++++ Seitentext
Kommentare Kommentar: Bleiben Sie auf dem Teppich, Herr Konken!

Der oberste Journalistenfunktionär in Deutschland, Michael Konken (54) (er ist Vorsitzender des über 40.000 Mitglieder zählenden DJV Deutscher Journalisten-Verband) hat kräftig zugeschlagen. Nur: es war voll daneben. Er sieht nur noch Propagandisten und Schleichwerber, die die armen Journalisten derart drangsalieren und vernebeln, dass diese ungeprüft PR-Beiträge in Rundfunk und Printmedien übernehmen. Woher weiß er das?

Es scheint unbestritten, dass die PR-Agentur A&B One (dort arbeiten sehr viele Profis, die auch das journalistische Handwerk beherrschen) für das Bundesfamilienministerium in Berlin PR-Beiträge produzierte und den Medien angeboten hat. Diese waren ein Informationsangebot und wurden teils unverändert, teils abgeändert übernommen. Na und? Dies geschieht in Deutschland täglich tausendfach und ist professionelle Kommunikationsarbeit.
++++++++
++++ Vorliegendes Material
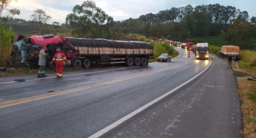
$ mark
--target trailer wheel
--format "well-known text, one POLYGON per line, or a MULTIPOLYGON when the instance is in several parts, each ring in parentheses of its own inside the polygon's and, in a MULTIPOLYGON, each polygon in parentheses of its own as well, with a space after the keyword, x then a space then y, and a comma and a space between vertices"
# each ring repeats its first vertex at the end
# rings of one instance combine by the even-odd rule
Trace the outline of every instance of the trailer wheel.
POLYGON ((140 59, 138 58, 138 57, 135 58, 134 65, 136 66, 140 66, 140 63, 141 63, 140 59))
POLYGON ((131 58, 131 57, 129 57, 127 59, 127 60, 126 61, 126 64, 128 66, 134 66, 134 59, 131 58))
POLYGON ((140 61, 141 61, 141 66, 145 66, 147 65, 147 59, 145 57, 141 58, 140 61))
POLYGON ((75 67, 75 68, 81 68, 82 61, 80 61, 80 59, 75 59, 73 63, 73 66, 75 67))
POLYGON ((84 60, 82 62, 83 67, 86 68, 89 68, 91 66, 91 61, 89 59, 84 59, 84 60))

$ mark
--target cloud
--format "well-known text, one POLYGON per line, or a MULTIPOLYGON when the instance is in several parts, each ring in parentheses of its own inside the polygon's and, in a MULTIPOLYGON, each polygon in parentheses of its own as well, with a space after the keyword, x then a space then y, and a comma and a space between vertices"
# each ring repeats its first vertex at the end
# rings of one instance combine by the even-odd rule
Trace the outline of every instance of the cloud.
MULTIPOLYGON (((81 5, 86 0, 18 0, 12 1, 8 8, 17 8, 21 14, 15 18, 30 20, 30 15, 37 9, 41 9, 52 17, 48 23, 57 21, 65 22, 66 17, 73 13, 75 5, 81 5)), ((93 0, 96 6, 101 8, 114 21, 122 21, 129 18, 136 19, 149 13, 156 14, 161 10, 172 8, 181 8, 191 5, 196 6, 219 3, 221 6, 231 6, 241 11, 246 10, 250 17, 256 17, 255 0, 93 0)))

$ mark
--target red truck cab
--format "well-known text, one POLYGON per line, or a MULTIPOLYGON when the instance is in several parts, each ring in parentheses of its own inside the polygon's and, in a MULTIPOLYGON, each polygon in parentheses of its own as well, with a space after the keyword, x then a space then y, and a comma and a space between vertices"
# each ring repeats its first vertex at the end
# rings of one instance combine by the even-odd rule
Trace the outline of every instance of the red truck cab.
POLYGON ((192 43, 192 42, 187 42, 186 43, 187 50, 190 50, 190 51, 192 51, 193 50, 193 47, 192 47, 193 45, 194 45, 194 43, 192 43))

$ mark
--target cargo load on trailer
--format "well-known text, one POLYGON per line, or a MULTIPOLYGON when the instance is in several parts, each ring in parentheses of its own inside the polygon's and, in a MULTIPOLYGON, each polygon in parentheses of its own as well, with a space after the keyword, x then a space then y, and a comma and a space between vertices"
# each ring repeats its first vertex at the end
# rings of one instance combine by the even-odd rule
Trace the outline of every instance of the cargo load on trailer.
POLYGON ((173 44, 174 46, 177 46, 177 42, 176 41, 174 41, 172 43, 172 44, 173 44))
MULTIPOLYGON (((83 39, 61 37, 60 36, 34 35, 26 38, 26 41, 22 41, 22 45, 26 45, 26 50, 30 50, 34 46, 35 48, 33 62, 28 59, 26 54, 25 62, 33 66, 38 61, 38 52, 43 45, 47 48, 54 46, 55 48, 60 48, 68 61, 67 66, 89 68, 92 62, 125 63, 128 66, 148 65, 148 59, 154 55, 154 46, 152 43, 131 41, 113 41, 103 39, 83 39)), ((49 48, 48 48, 49 49, 49 48)), ((51 49, 51 48, 50 48, 51 49)), ((20 49, 14 45, 13 53, 20 52, 20 49)), ((29 52, 28 52, 29 53, 29 52)), ((12 54, 12 61, 17 59, 18 55, 12 54)), ((48 57, 48 59, 51 59, 48 57)))
POLYGON ((226 58, 228 55, 232 56, 239 55, 240 48, 236 46, 223 46, 217 52, 217 56, 226 58))
POLYGON ((196 59, 209 58, 208 43, 198 43, 193 45, 193 52, 196 59))

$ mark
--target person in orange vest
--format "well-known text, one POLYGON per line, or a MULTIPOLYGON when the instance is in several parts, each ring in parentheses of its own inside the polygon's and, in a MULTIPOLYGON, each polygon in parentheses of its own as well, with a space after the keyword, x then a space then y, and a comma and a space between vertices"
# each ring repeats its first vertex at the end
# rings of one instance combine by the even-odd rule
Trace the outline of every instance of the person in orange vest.
POLYGON ((67 63, 66 57, 64 54, 63 54, 60 48, 56 50, 57 53, 53 56, 53 60, 51 62, 51 63, 55 63, 55 68, 57 72, 57 77, 62 77, 63 72, 63 61, 67 63))
POLYGON ((46 50, 47 50, 46 46, 44 46, 39 52, 39 60, 38 61, 38 65, 40 66, 40 67, 39 67, 39 70, 38 72, 38 74, 37 75, 38 78, 47 77, 45 75, 46 57, 48 56, 48 53, 46 53, 46 50))

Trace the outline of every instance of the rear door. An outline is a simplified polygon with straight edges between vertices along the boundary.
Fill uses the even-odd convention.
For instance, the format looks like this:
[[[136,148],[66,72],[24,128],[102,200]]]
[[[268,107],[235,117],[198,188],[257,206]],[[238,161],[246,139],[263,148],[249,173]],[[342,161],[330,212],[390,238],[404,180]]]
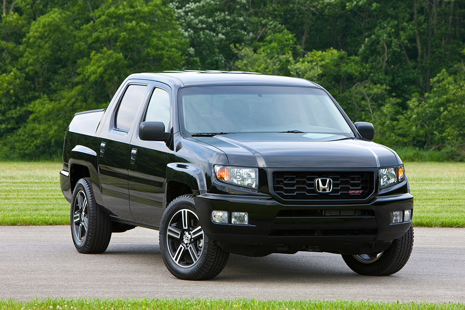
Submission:
[[[133,219],[128,188],[129,143],[147,89],[146,83],[130,81],[100,136],[98,167],[102,197],[111,214],[121,218]]]
[[[148,104],[142,111],[138,127],[142,121],[162,121],[165,131],[170,132],[170,93],[164,84],[152,86]],[[136,130],[129,152],[132,156],[128,169],[131,213],[136,221],[158,228],[163,212],[168,155],[171,151],[164,142],[141,140]]]

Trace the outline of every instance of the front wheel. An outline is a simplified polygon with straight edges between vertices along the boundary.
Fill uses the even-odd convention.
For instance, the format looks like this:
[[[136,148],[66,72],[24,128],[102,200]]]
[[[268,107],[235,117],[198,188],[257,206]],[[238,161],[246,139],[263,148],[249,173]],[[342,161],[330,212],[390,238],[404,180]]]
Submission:
[[[349,268],[365,276],[388,276],[395,273],[403,267],[410,257],[413,247],[413,227],[405,234],[393,241],[384,251],[376,253],[342,255]]]
[[[204,233],[190,195],[178,197],[166,208],[160,244],[165,265],[182,280],[211,279],[221,272],[229,257]]]

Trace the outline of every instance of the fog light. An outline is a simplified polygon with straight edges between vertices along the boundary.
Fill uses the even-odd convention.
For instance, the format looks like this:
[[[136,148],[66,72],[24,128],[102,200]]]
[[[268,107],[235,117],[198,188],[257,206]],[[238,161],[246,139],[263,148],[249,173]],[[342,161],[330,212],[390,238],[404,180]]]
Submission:
[[[231,214],[231,224],[248,225],[249,214],[247,212],[232,212]]]
[[[393,212],[393,224],[402,223],[402,215],[403,212],[402,211],[394,211]]]
[[[404,211],[404,221],[410,222],[412,220],[412,210],[408,210]]]
[[[228,224],[228,216],[227,211],[211,211],[211,221],[213,223]]]

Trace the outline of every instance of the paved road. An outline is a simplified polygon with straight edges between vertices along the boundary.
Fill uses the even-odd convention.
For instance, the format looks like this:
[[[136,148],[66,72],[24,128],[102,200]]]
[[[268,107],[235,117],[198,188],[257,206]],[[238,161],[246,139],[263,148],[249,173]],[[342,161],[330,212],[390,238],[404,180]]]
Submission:
[[[465,302],[465,229],[415,229],[410,260],[393,276],[353,273],[327,253],[231,255],[213,280],[173,277],[158,232],[114,234],[103,254],[74,248],[70,228],[0,227],[0,298],[126,297],[353,299]]]

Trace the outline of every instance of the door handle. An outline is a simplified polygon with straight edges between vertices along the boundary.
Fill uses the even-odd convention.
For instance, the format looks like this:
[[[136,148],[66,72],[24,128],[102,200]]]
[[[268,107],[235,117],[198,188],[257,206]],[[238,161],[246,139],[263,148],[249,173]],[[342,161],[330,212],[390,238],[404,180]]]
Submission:
[[[100,157],[103,157],[103,153],[105,152],[105,147],[106,145],[105,142],[100,143]]]
[[[136,162],[136,157],[137,156],[137,149],[133,148],[131,150],[131,163]]]

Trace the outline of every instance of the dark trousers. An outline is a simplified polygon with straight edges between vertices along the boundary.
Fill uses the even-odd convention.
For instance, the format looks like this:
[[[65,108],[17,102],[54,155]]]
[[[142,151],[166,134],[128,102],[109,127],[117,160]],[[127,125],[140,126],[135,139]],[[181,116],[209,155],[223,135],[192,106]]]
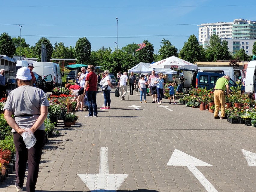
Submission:
[[[110,91],[111,89],[107,89],[103,92],[103,95],[104,96],[104,105],[107,107],[110,106]]]
[[[89,116],[95,115],[98,114],[96,103],[96,95],[97,91],[88,91],[87,93],[87,100],[88,101],[88,108],[89,108]]]
[[[23,186],[26,171],[27,160],[28,162],[28,172],[26,188],[27,192],[35,192],[35,184],[39,172],[39,164],[42,155],[43,148],[45,143],[45,134],[44,130],[37,130],[34,133],[36,139],[35,145],[29,149],[26,146],[21,136],[17,132],[13,135],[16,150],[16,179],[19,186]]]
[[[133,89],[134,88],[134,84],[130,83],[129,85],[130,86],[130,94],[133,94]]]
[[[5,96],[5,95],[6,95]],[[0,85],[0,99],[3,97],[7,97],[6,87],[5,85]]]

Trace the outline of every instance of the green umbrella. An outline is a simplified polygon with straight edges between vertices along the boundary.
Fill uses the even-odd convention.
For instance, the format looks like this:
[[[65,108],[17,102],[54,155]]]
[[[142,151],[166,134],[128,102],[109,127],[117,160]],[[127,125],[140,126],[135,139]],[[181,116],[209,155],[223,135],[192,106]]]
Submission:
++++++++
Aufgaben:
1. Fassen Sie bitte den Absatz aus dem Kommentar über Michael Konken, der mit „Es scheint unbestritten“ beginnt, kürzer zusammen, ohne seine wichtigsten Fakten wegzulassen.
2. Wie viele Mitglieder zählt der DJV laut dem Kommentar über Michael Konken?
3. Schreiben Sie den Kommentar über Michael Konken im Anschluss an seinen letzten Satz weiter.

Antworten pro Aufgabe:
1. Die PR-Agentur A&B One hat für das Bundesfamilienministerium in Berlin PR-Beiträge produziert und den Medien angeboten. Dort arbeiten viele Profis, die auch das journalistische Handwerk beherrschen. Die Medien haben die Beiträge teils unverändert, teils abgeändert übernommen. Der Kommentar wertet das als alltägliche, professionelle Kommunikationsarbeit.

2. Der DJV zählt über 40.000 Mitglieder.

3.
Ich halte es für scheinheilig, wenn DJV-Konken die gesamte PR-Branche (anstatt z.B. die knausrigen Verleger) angreift, ohne die Inhalte geprüft zu haben. Er beschimpft ja indirekt seine eigen Zunft (Mitglieder), wenn diese PR-Texte übernehmen. Journalisten wären brotlos, wenn sie keine PR-Meldungen und Informationen erhielten - jedes Rathaus übermittelt solches täglich. Konsequenterweise sollte der DJV dann auch seinen Pressesprecher entlassen, denn der produziert ja auch PR-Beiträge.

Unverantwortlich und geistig verwirrt ist es jedoch von Konken, wenn er die A&B-Arbeit mit der verwerflichen PR-Werbe-Kopplung der Berliner Agentur Flaskamp für das Wirtschaftsministerium in einen Topf wirft. Damit disqualifiziert er sich nicht nur als Verbandschef. Das ist die gleiche unseriöse, weltfremde Tonlage, wie die Forderung/Behauptung des netzwerk recherche-Chefs Thomas Leif: "Journalisten machen keine PR". Warum wollen dann nur so viele ihrer Kollegen (und Kolleginnen) in der PR arbeiten und PR-Texte propagieren?

Last but not least: Wenn sich der wissenschaftliche Dozent für Journalismus und Kommunikation an der Fachhochschule Oldenburg/Ostfriesland/Wilhelmshaven wieder mal derart aus dem Fenster lehnen möchte, sollte er doch als norddeutsch Angehauchter zunächst im eigenen Bereich für klar Schiff sorgen. Dort soll es nämlich auch Publikationen geben, die PR-Texte verarbeiten und sogar Kopplungsgeschäfte anbieten.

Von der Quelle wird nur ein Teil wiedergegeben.